Task prompt → Start with the line containing "Guideline: for every instance of the cluster" and write out each line through the end of the listing, exactly as given.

Data for this task →
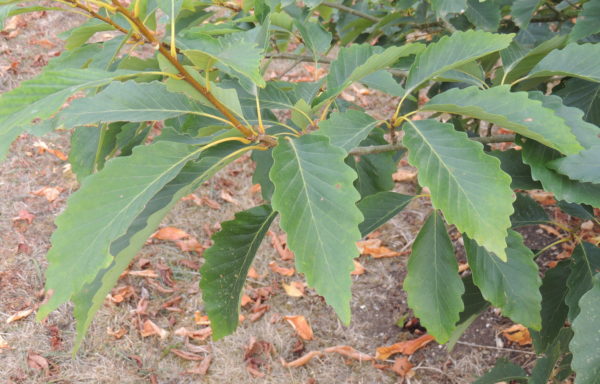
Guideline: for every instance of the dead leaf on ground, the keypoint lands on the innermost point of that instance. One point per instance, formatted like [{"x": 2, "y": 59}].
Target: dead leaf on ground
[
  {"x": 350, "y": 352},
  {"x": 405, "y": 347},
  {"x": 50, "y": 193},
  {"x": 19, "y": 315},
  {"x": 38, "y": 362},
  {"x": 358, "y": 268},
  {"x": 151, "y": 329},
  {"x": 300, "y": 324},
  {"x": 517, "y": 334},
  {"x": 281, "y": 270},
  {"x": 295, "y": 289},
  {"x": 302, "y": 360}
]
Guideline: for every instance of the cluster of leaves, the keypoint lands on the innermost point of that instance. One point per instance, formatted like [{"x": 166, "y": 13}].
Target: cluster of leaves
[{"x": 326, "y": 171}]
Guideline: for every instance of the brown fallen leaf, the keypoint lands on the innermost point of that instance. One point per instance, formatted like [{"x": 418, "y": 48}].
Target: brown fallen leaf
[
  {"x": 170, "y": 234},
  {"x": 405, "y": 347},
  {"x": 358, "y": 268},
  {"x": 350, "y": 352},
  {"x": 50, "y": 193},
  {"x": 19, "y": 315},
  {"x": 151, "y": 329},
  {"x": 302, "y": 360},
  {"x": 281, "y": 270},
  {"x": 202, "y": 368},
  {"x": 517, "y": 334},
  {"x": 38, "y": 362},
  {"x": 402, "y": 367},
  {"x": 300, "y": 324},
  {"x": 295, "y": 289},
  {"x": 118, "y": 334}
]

Full output →
Guideline: for every instance of the cluster of leaves, the keypoint lands on the innermost point of that instance. One point per instance, formatted like [{"x": 166, "y": 13}].
Target: cluster of leaves
[{"x": 326, "y": 171}]
Guideline: for every instance of the brown fallen leaf, the keypoint lands on the innermost point of that instance. One point per instance, formatted like [{"x": 418, "y": 48}].
Target: brown fallen leaf
[
  {"x": 170, "y": 234},
  {"x": 405, "y": 347},
  {"x": 358, "y": 268},
  {"x": 350, "y": 352},
  {"x": 50, "y": 193},
  {"x": 19, "y": 315},
  {"x": 151, "y": 329},
  {"x": 302, "y": 360},
  {"x": 281, "y": 270},
  {"x": 202, "y": 368},
  {"x": 517, "y": 334},
  {"x": 38, "y": 362},
  {"x": 402, "y": 367},
  {"x": 300, "y": 324},
  {"x": 295, "y": 289},
  {"x": 118, "y": 334}
]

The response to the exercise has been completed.